_Try it_. Where a line of the records contains the word "target", show that line.

Saved entries:
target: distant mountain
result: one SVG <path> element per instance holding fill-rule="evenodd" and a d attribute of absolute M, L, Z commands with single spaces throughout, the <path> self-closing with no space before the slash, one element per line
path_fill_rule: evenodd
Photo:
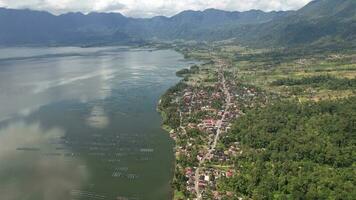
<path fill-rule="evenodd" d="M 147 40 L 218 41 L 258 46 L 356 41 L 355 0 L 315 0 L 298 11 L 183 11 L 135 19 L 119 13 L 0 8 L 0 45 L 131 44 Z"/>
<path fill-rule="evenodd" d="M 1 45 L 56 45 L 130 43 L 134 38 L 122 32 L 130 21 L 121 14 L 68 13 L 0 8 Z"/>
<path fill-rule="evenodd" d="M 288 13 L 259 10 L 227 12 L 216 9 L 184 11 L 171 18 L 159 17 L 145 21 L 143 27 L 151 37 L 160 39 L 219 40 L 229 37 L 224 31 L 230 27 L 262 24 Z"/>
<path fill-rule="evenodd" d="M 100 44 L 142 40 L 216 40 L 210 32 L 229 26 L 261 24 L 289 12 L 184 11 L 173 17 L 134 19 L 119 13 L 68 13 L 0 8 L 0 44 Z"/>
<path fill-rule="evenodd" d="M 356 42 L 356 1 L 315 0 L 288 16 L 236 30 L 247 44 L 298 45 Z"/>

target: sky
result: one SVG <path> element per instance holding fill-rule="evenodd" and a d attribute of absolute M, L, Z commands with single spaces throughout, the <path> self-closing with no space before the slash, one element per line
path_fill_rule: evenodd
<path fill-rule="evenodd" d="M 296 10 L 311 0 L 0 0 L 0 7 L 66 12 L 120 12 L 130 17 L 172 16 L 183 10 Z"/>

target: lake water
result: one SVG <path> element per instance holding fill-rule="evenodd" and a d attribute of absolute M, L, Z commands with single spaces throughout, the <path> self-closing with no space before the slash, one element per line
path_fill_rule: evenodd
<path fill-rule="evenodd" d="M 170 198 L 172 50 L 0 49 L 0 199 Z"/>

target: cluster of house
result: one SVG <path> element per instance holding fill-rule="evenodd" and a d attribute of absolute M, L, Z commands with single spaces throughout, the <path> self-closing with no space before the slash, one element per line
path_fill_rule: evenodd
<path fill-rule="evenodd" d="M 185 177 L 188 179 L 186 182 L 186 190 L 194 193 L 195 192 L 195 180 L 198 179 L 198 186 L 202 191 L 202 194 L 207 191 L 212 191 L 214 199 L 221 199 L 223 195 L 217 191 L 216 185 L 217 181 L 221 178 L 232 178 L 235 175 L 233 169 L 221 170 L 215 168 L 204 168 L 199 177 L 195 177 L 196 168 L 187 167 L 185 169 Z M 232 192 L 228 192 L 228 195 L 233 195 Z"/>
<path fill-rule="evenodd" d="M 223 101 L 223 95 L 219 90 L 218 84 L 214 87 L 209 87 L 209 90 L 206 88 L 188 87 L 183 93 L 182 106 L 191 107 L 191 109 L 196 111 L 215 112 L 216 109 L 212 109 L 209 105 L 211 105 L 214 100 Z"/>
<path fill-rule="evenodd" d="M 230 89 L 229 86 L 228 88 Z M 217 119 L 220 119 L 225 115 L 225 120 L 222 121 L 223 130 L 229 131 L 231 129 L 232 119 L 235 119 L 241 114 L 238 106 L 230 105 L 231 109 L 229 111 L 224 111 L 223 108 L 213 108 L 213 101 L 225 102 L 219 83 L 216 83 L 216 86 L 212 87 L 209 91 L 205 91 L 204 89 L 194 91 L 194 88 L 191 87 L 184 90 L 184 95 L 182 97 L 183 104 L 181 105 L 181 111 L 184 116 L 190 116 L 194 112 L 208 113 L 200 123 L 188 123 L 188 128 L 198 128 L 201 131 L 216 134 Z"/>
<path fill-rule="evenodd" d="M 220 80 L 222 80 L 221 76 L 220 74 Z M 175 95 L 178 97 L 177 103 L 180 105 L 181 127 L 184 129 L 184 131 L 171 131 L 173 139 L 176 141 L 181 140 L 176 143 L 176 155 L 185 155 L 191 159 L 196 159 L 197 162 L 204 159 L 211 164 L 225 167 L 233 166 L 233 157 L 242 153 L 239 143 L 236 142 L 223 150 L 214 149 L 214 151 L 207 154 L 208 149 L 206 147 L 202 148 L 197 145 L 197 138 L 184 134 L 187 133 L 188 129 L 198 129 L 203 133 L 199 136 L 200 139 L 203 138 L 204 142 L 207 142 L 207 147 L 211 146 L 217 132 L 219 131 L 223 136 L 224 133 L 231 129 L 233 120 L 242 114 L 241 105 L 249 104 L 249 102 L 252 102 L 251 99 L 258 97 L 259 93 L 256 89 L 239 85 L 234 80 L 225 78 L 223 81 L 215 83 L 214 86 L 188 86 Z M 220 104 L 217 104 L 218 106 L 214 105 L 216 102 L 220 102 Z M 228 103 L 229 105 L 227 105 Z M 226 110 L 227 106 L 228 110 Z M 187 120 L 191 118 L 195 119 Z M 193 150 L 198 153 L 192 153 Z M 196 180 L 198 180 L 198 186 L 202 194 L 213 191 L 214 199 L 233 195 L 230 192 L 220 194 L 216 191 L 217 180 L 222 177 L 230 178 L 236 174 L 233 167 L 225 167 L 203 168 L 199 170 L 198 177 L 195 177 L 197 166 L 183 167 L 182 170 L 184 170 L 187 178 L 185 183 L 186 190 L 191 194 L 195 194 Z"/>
...
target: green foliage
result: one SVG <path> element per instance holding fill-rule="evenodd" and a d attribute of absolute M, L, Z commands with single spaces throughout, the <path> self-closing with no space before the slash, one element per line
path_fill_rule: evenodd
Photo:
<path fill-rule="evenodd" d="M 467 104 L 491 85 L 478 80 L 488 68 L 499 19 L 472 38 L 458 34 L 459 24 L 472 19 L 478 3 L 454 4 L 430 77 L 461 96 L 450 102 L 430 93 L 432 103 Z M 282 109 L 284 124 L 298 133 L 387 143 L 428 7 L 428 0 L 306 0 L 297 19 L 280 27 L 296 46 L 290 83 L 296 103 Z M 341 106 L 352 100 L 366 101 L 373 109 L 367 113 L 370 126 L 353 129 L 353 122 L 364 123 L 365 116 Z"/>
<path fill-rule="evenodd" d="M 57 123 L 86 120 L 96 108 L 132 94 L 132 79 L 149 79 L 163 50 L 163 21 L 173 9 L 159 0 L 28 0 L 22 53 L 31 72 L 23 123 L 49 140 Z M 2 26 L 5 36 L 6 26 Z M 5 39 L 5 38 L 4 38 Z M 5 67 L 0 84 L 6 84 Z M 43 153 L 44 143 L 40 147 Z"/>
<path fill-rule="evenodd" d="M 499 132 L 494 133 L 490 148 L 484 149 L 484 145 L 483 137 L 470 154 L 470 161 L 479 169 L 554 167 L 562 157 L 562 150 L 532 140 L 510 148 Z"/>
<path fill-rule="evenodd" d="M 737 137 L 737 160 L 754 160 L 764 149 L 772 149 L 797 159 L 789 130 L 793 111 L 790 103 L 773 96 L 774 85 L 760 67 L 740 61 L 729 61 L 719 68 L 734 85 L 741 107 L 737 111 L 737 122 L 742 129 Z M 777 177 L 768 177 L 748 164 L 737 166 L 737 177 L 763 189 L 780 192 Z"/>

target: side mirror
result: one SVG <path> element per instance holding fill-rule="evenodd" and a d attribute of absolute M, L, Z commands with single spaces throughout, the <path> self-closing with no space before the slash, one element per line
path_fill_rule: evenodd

_Solution to this problem_.
target: distant mountain
target: sky
target: lake water
target: cluster of house
target: green foliage
target: side mirror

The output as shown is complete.